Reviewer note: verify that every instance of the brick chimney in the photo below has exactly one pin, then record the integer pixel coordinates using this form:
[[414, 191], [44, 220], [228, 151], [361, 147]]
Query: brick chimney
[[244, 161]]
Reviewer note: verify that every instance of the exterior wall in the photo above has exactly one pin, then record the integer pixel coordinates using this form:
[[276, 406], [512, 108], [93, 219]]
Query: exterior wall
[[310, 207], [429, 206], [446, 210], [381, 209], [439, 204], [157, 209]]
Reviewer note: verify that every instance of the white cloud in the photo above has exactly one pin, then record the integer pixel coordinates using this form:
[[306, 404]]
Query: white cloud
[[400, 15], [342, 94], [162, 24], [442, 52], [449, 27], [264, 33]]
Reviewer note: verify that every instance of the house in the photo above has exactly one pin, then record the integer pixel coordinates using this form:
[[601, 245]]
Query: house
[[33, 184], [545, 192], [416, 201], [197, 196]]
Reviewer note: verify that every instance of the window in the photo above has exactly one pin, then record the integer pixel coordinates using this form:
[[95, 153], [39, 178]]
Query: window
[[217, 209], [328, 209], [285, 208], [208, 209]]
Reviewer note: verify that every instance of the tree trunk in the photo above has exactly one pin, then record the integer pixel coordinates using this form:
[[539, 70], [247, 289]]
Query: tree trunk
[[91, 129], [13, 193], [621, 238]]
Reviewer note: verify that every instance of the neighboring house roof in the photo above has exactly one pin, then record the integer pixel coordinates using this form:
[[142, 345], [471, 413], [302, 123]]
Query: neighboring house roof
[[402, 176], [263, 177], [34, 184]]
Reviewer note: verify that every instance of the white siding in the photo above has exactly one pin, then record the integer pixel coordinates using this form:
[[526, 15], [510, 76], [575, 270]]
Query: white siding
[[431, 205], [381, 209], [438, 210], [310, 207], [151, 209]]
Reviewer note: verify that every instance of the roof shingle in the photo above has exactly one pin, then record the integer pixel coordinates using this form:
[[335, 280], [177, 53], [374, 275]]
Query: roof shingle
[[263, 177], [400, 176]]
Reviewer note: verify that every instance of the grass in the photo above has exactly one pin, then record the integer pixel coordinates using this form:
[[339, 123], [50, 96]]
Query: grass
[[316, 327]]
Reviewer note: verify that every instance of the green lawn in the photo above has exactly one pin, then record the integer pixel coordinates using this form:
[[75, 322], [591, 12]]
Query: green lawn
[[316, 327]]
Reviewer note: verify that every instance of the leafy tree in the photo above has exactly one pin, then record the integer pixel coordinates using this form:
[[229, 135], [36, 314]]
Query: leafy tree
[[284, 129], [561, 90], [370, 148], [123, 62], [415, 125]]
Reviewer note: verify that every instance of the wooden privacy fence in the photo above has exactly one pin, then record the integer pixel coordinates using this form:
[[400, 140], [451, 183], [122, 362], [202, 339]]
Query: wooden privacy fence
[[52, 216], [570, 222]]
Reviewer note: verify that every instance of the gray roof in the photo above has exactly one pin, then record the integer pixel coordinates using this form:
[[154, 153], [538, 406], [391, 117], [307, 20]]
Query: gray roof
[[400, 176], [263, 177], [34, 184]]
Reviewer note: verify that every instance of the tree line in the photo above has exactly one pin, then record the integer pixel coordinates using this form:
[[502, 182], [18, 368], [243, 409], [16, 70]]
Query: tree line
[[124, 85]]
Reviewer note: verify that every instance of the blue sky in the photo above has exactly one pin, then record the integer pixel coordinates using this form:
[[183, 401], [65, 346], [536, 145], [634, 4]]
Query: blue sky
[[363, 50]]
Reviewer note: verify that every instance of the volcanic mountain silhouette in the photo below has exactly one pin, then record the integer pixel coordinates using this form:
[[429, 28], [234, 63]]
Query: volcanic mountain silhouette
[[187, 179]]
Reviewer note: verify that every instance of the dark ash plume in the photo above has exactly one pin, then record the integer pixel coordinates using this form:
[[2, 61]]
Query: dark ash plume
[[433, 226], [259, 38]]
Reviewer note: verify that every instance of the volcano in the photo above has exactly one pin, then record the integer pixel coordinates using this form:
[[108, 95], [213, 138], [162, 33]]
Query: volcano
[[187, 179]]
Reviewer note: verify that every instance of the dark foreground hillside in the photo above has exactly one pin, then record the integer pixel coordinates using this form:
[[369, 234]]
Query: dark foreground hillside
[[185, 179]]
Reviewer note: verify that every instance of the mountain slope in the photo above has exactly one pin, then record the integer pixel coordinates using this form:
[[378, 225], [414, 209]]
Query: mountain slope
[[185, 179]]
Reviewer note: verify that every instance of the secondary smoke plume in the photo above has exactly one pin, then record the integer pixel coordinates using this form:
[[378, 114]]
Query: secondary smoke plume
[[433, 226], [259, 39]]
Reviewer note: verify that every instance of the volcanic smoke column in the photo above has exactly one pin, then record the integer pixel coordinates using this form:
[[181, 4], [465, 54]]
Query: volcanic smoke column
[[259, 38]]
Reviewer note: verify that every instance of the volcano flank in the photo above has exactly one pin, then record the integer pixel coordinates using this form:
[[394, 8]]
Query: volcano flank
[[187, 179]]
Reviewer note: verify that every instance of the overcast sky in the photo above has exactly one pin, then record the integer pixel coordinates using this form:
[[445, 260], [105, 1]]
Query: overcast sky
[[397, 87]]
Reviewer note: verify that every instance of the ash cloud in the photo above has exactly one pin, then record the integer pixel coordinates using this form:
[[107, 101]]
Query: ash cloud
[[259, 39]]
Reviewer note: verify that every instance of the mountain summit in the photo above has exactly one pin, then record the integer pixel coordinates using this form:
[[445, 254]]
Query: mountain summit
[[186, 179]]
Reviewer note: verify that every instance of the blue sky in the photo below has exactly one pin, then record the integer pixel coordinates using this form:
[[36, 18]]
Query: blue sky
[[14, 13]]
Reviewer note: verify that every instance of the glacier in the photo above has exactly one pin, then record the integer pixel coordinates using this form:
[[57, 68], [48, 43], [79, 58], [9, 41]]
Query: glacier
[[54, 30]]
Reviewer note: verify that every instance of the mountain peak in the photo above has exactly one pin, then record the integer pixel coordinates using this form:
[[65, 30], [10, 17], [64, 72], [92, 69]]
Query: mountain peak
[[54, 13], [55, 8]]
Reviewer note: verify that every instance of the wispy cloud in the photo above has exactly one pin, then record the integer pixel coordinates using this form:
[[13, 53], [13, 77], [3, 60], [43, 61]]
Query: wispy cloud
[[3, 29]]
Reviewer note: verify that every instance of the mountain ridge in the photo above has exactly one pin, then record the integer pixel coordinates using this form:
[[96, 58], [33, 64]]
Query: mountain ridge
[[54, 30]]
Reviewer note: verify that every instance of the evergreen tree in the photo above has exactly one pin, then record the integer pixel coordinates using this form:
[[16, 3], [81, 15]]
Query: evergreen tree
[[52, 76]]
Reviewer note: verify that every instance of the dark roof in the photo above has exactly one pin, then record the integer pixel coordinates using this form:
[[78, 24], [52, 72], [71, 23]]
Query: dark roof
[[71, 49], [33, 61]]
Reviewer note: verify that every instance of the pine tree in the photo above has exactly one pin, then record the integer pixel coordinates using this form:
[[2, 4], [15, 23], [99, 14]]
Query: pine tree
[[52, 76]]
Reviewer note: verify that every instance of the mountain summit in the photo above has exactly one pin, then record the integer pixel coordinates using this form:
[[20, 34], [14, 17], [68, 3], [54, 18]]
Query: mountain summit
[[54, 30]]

**Instructions for the task:** Each entry above is to be set down again in exactly the same words.

**Exercise output:**
Reviewer note: verify that every instance of the brick chimney in the photo below has exactly one pin, then record the integer pixel coordinates using this form:
[[414, 191], [44, 220], [228, 151], [361, 147]]
Query: brick chimney
[[244, 161]]
Reviewer note: verify that every instance of the exterior wall in the photo above has exactly one pin, then record the integer pixel coordinates using this form:
[[276, 406], [512, 108], [93, 219]]
Query: exterior wall
[[310, 207], [429, 206], [446, 210], [381, 209], [439, 204], [157, 209]]
Reviewer note: verify that every instance of the white cloud in the photo above has exactly one pin, then record the integer pixel coordinates using this form:
[[306, 404]]
Query: white cloud
[[400, 15], [342, 94], [162, 24], [442, 52], [449, 27], [264, 33]]
Reviewer note: verify that every instance of the house in the photo above has exactly one pin, then record the integer pixel coordinates using this form:
[[601, 245]]
Query: house
[[33, 184], [545, 192], [416, 201], [197, 196]]
Reviewer note: verify that every instance of the window in the photo above has exactly one pin, then record the integer pixel coordinates using this form:
[[95, 153], [39, 178]]
Query: window
[[217, 209], [328, 209], [285, 208], [208, 209]]
Reviewer note: verify that every instance of the tree trunk in the photo above has exactly one pin, then record the integer pixel coordinates using this form:
[[539, 70], [247, 289]]
Query: tree trunk
[[91, 129], [13, 193], [621, 238]]
Reviewer note: verify that every instance of the neighboring house roof in the photo above has exactly one pin, then record the integer pixel coordinates using this form:
[[142, 345], [471, 413], [302, 123]]
Query: neighboring house roof
[[402, 176], [263, 177], [34, 184]]
Reviewer note: verify that every instance of the white siding in the photo above has exactly one pin, then record the integer pixel coordinates using this form:
[[526, 15], [510, 76], [575, 270]]
Query: white siding
[[431, 205], [381, 209], [438, 210], [310, 207], [151, 209]]
Reviewer note: verify that every instance of the roof shingle in the photo above has exactly one pin, then record the integer pixel coordinates using this form:
[[335, 280], [177, 53], [374, 275]]
Query: roof shingle
[[263, 177], [400, 176]]
Reviewer note: verify that every instance of the grass in the photo above has exactly one pin, then record the integer pixel coordinates using this form:
[[339, 123], [50, 96]]
Query: grass
[[316, 327]]
Reviewer note: verify that every instance of the green lawn in the photo above has exactly one pin, then record the integer pixel coordinates using this form:
[[75, 322], [591, 12]]
Query: green lawn
[[316, 327]]
Reviewer note: verify that every instance of the leafy tree in the photo above has exactly one pin, then record the integer pixel coordinates using this form:
[[229, 135], [36, 314]]
Query: leafy tree
[[284, 129], [561, 90], [370, 148], [123, 62], [415, 125]]
Reviewer note: verify that every instance of the wooden privacy fence in the photo above has exactly one pin, then record the integer pixel coordinates using this form:
[[400, 140], [451, 183], [122, 362], [202, 339]]
Query: wooden privacy fence
[[52, 216], [570, 222]]
Reviewer note: verify that every instance of the gray roof in the photo above has exactly one pin, then record the integer pixel coordinates using this form:
[[154, 153], [538, 406], [391, 117], [307, 20]]
Query: gray roof
[[400, 176], [263, 177], [34, 184]]
Reviewer note: verify that every instance of the tree line in the photo above has exactly one pin, then record the integer pixel coordinates using this form:
[[502, 182], [18, 368], [243, 409], [16, 70]]
Query: tree line
[[124, 85]]
Reviewer note: verify that every instance of the blue sky in the photo above has exactly one pin, then record the integer pixel coordinates using this form:
[[183, 401], [65, 346], [536, 145], [634, 4]]
Query: blue sky
[[363, 50]]
Reviewer note: verify that every instance of the volcanic mountain silhouette in the photo below has exactly one pin, then record the integer pixel coordinates using this form:
[[429, 28], [234, 63]]
Query: volcanic mountain silhouette
[[187, 179]]
Reviewer note: verify that every instance of the dark ash plume in the photo above has exactly one pin, then record the integer pixel coordinates using this form:
[[2, 61]]
Query: dark ash plume
[[433, 226], [259, 38]]
Reviewer note: verify that every instance of the volcano in the photo above has exactly one pin, then record the integer pixel coordinates using this form:
[[108, 95], [213, 138], [162, 33]]
Query: volcano
[[187, 179]]
Reviewer note: verify that every instance of the dark foreground hillside in the photo above has exactly one pin, then record the integer pixel coordinates using this form:
[[369, 234]]
Query: dark foreground hillside
[[185, 179]]
Reviewer note: verify that every instance of the mountain slope in the photo above has exactly one pin, then record the integer pixel coordinates using this form:
[[378, 225], [414, 209]]
Query: mountain slope
[[185, 179]]
Reviewer note: verify that every instance of the secondary smoke plume in the photo above has exactly one pin, then record the integer pixel coordinates using this form:
[[378, 114]]
Query: secondary smoke plume
[[433, 226], [259, 39]]
Reviewer note: verify that every instance of the volcanic smoke column in the photo above has exactly one pin, then record the integer pixel coordinates using this form:
[[181, 4], [465, 54]]
Query: volcanic smoke column
[[259, 38]]
Reviewer note: verify that every instance of the volcano flank in the photo above has exactly one pin, then record the integer pixel coordinates using this form:
[[394, 8]]
Query: volcano flank
[[187, 179]]
Reviewer note: verify that every instance of the overcast sky in the photo above has exactly one pin, then record the integer pixel coordinates using this form:
[[445, 260], [105, 1]]
Query: overcast sky
[[397, 87]]
Reviewer note: verify that every instance of the ash cloud in the photo above has exactly one pin, then record the integer pixel coordinates using this form:
[[107, 101]]
Query: ash cloud
[[259, 39]]
Reviewer note: verify that every instance of the mountain summit in the photo above has exactly one pin, then record the integer pixel coordinates using this form:
[[445, 254]]
Query: mountain summit
[[186, 179]]
Reviewer note: verify that every instance of the blue sky in the photo below has exactly one pin, then record the integer pixel coordinates using this form:
[[36, 18]]
Query: blue sky
[[14, 13]]
Reviewer note: verify that every instance of the glacier in the photo above has exactly one pin, then record the integer pixel coordinates using this form:
[[57, 68], [48, 43], [79, 58], [9, 41]]
Query: glacier
[[54, 30]]
Reviewer note: verify that every instance of the mountain peak in the photo above has exactly one pin, then record the integer pixel coordinates using this form:
[[65, 30], [10, 17], [64, 72], [92, 69]]
Query: mountain peak
[[54, 13], [55, 8]]
Reviewer note: verify that every instance of the wispy cloud in the photo above has exactly one pin, then record the integer pixel coordinates using this form:
[[13, 53], [13, 77], [3, 60], [43, 61]]
Query: wispy cloud
[[3, 29]]
Reviewer note: verify that every instance of the mountain ridge in the photo above has exactly one pin, then record the integer pixel coordinates using this form:
[[96, 58], [33, 64]]
Query: mountain ridge
[[54, 30]]
Reviewer note: verify that every instance of the evergreen tree in the photo above has exactly one pin, then record the integer pixel coordinates using this form:
[[16, 3], [81, 15]]
Query: evergreen tree
[[52, 76]]
Reviewer note: verify that every instance of the dark roof in the photo above has exactly one pin, then record the integer pixel coordinates using this form:
[[78, 24], [52, 72], [71, 23]]
Query: dark roof
[[71, 49], [33, 61]]
Reviewer note: verify that every instance of the pine tree in the photo above has exactly one pin, then record the integer pixel coordinates using this form:
[[2, 4], [15, 23], [99, 14]]
Query: pine tree
[[52, 76]]
Reviewer note: verify that every instance of the mountain summit in the photo above has exactly one pin, then record the integer pixel coordinates using this form:
[[20, 34], [14, 17], [68, 3], [54, 18]]
Query: mountain summit
[[54, 30]]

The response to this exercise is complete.